Set down every item below again word for word, keeping each line as it appears.

---------- Material to process

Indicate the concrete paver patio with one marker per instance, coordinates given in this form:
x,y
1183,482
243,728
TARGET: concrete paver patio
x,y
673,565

--------------------

The completed task:
Indicate the concrete paver patio with one marker per instance, coordinates given in this form:
x,y
1183,482
243,728
TARGET: concrete paver patio
x,y
673,565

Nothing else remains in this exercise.